PROBLEMS TO SOLVE ▸
1. Can you print, word for word, the part of the robustness study summary that opens with the words containing "Zhanguang Zhang, Zhiyuan" and closes with "under controlled perturbations."?
2. What comes next in the robustness study summary on World Action Models and VLAs, continuing from its last sentence?

2026-04-01

Do World Action Models Generalize Better than VLAs? A Robustness Study

Zhanguang Zhang, Zhiyuan Li, Behnam Rahmati, Rui Heng Yang, Yintao Ma, Amir Rasouli, Sajjad Pakdamansavoji, Yangzheng Wu, Lingfeng Zhang, Tongtong Cao, Feng Wen, Xinyu Wang, Xingyue Quan, Yingxue Zhang et al.

world-models VLA robotics robustness

problem

robot policies must handle real-world diversity and uncertainty. Vision-Language-Action (VLA) models map current state directly to action: $p_\theta(a_t \mid h_t)$. World Action Models (WAMs) predict both future state and action: either jointly $p_\phi(h_{t+1}, a_t \mid h_t)$ or in an inverse dynamics style $p_\phi(h_{t+1} \mid h_t) \cdot g_\psi(a_t \mid h_t, h_{t+1})$. WAMs claim better generalization via spatiotemporal priors from web-scale video pre-training, but this had never been systematically tested under controlled perturbations.

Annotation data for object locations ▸
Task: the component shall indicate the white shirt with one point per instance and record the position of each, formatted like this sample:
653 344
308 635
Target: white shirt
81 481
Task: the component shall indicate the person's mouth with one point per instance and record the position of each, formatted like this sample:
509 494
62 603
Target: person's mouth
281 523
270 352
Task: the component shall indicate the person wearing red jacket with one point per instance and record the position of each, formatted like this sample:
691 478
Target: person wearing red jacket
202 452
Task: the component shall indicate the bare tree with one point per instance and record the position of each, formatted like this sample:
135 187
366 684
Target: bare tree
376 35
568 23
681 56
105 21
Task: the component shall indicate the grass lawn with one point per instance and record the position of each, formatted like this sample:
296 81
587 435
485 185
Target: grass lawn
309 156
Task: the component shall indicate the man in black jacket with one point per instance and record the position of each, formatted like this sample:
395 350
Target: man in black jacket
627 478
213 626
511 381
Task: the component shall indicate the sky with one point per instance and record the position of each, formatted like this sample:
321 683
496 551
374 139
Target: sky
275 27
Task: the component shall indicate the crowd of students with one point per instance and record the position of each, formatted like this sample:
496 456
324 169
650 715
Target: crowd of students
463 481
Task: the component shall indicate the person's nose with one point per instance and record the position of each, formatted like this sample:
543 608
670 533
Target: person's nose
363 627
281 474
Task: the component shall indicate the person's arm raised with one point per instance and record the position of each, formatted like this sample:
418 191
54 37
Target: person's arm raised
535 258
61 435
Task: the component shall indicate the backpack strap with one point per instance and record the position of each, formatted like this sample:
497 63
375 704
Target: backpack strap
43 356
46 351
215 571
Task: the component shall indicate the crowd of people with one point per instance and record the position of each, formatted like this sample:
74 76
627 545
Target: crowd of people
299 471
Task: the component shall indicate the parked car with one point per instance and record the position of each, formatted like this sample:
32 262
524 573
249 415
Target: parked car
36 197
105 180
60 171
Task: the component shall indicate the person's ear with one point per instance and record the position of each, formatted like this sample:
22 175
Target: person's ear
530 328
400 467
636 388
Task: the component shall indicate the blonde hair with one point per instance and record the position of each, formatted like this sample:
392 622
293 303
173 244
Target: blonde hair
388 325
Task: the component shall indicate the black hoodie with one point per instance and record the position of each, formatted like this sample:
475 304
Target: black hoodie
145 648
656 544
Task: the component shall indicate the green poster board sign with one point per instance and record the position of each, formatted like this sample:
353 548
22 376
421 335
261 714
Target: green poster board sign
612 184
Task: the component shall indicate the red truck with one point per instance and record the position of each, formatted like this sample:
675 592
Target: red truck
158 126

EXERCISE RESPONSES ▸
1.
Zhanguang Zhang, Zhiyuan Li, Behnam Rahmati, Rui Heng Yang, Yintao Ma, Amir Rasouli, Sajjad Pakdamansavoji, Yangzheng Wu, Lingfeng Zhang, Tongtong Cao, Feng Wen, Xinyu Wang, Xingyue Quan, Yingxue Zhang et al.

world-models VLA robotics robustness

problem

robot policies must handle real-world diversity and uncertainty. Vision-Language-Action (VLA) models map current state directly to action: $p_\theta(a_t \mid h_t)$. World Action Models (WAMs) predict both future state and action: either jointly $p_\phi(h_{t+1}, a_t \mid h_t)$ or in an inverse dynamics style $p_\phi(h_{t+1} \mid h_t) \cdot g_\psi(a_t \mid h_t, h_{t+1})$. WAMs claim better generalization via spatiotemporal priors from web-scale video pre-training, but this had never been systematically tested under controlled perturbations.

2.
VLAs like $\pi_0.5$ and OpenVLA are fine-tuned from VLM backbones pre-trained on static image-text data (next-token prediction), which gives them strong language understanding but limited fine-grained dynamic prediction capability. WAMs like Cosmos-Policy and GE-Act use video diffusion backbones pre-trained on web-scale video for future state prediction $p_\phi(h_{t+1} \mid h_t)$, giving them spatiotemporal priors that might help with visual perturbations. but WAMs are slower (need to denoise visual state) and haven’t been compared apples-to-apples.

hybrid models (VLA-JEPA, MOTUS) try to combine both: VLA-JEPA uses a Qwen3-VL-2B backbone with JEPA-style future state prediction, and MOTUS uses a Mixture-of-Transformers with Wan2.2-5B for video and a separate VLM for action.

this paper introduces two robustness benchmarks (LIBERO-Plus and RoboTwin 2.0-Plus) with 7 perturbation dimensions each, and systematically compares VLAs, WAMs, and hybrid models.

architecture

this is a comparative study, not a new method. the paper evaluates existing models:

WAMs evaluated:

  • Cosmos-Policy (2B params): unified transformer for video and action from Cosmos-Predict2-2B. joint denoising of state (5 steps) and action (5 steps). pretrain-free. action as latent frame + native 7-dim, chunk size 16.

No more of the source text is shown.